The entries follow. Copy every line in which "negative" appears.

_____

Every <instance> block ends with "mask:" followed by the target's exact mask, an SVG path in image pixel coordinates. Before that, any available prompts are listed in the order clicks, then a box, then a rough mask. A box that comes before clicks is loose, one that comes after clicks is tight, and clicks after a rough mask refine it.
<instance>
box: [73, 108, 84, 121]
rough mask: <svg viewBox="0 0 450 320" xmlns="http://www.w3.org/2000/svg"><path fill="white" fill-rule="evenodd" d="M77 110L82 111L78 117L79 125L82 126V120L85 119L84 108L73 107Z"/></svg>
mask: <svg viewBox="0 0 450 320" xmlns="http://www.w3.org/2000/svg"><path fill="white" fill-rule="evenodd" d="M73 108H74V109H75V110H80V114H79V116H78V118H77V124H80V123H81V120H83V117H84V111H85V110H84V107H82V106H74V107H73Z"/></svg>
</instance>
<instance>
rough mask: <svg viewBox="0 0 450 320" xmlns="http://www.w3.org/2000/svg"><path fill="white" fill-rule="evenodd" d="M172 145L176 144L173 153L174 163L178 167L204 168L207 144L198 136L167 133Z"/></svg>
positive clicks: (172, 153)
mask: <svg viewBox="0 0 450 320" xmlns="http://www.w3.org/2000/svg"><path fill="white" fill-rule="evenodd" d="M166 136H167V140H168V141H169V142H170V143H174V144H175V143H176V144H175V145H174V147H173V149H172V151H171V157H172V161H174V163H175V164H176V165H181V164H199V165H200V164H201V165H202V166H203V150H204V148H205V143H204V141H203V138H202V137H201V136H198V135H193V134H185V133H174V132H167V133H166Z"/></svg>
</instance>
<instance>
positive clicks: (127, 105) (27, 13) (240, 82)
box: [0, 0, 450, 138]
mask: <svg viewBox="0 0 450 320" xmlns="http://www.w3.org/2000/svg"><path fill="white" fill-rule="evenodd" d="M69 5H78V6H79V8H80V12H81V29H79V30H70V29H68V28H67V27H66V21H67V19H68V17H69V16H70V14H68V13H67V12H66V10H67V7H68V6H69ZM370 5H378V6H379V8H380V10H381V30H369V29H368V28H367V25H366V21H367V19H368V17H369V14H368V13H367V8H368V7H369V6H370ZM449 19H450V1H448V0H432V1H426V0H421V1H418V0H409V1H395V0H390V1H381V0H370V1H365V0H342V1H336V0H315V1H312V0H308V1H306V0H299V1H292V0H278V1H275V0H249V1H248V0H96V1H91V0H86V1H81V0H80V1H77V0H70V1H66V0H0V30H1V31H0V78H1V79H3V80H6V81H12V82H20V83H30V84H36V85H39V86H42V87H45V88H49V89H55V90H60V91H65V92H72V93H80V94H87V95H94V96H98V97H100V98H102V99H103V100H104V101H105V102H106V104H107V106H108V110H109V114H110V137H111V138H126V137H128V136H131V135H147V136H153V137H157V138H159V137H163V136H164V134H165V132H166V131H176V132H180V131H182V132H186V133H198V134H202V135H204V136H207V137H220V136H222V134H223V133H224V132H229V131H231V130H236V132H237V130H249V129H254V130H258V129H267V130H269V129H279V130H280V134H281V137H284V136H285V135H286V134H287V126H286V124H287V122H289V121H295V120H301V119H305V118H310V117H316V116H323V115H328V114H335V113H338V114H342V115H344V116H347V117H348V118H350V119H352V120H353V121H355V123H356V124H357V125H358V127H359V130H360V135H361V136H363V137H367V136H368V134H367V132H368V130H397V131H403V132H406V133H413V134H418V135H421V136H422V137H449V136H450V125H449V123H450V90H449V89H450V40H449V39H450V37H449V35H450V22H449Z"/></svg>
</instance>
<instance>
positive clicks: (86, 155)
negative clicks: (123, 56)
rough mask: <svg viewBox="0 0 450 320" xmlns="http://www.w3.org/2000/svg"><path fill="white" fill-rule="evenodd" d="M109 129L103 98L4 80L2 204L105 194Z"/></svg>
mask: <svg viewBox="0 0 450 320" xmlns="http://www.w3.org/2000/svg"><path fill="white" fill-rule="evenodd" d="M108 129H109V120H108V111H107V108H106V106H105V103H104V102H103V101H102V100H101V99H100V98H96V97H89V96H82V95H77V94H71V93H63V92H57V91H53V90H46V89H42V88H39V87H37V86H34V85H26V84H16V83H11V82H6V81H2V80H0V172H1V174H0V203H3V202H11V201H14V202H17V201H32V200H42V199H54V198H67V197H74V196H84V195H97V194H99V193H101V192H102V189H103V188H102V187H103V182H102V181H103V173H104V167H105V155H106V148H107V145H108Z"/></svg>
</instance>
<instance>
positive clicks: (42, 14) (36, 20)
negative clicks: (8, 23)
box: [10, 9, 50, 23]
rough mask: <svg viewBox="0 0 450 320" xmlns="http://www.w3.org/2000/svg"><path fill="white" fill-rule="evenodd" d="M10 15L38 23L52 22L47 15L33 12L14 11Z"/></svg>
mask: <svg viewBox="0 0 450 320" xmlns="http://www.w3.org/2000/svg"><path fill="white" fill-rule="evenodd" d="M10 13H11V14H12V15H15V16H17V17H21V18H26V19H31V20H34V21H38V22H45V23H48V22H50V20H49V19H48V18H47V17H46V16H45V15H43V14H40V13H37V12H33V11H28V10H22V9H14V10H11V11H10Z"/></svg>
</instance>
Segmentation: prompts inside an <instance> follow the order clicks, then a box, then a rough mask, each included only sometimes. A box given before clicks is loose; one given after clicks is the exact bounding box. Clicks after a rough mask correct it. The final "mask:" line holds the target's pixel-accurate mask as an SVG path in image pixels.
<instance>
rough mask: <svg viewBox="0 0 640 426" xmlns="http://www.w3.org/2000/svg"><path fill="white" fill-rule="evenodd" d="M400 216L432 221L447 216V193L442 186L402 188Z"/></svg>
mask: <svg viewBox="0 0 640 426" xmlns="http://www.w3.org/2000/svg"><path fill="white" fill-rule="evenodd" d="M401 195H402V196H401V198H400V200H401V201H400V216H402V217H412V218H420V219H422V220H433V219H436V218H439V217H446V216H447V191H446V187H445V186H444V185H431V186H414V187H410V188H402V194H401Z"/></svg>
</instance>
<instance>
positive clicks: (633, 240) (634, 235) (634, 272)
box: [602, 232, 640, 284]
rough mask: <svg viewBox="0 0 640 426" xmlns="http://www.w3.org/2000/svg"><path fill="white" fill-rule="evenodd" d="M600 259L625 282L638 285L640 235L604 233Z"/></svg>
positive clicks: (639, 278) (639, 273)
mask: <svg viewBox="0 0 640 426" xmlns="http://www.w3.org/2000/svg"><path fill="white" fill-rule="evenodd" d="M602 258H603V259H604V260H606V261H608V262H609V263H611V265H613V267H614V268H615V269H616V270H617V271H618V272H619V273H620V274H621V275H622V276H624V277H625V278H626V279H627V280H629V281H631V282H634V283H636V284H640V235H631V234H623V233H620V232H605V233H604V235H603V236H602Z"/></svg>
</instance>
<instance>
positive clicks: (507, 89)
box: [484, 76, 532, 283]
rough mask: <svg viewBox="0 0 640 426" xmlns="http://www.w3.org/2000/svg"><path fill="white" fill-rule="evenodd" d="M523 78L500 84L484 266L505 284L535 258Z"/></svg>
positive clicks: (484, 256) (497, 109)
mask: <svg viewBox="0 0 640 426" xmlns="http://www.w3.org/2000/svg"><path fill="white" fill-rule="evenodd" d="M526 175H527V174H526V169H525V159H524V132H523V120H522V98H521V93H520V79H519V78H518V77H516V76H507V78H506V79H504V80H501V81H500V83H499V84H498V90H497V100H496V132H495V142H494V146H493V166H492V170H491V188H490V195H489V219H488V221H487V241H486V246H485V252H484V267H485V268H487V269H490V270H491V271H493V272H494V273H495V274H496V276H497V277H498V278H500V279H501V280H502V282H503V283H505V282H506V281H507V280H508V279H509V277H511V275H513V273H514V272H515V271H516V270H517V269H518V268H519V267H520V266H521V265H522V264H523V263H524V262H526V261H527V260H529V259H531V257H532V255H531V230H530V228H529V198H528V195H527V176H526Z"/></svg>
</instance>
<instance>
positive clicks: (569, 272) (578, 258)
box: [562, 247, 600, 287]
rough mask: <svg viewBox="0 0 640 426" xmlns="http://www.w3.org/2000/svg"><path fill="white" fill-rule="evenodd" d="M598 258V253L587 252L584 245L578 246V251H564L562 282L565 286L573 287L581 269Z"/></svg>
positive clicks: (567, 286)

_____

Result of this exercise:
negative clicks: (123, 56)
negative clicks: (8, 23)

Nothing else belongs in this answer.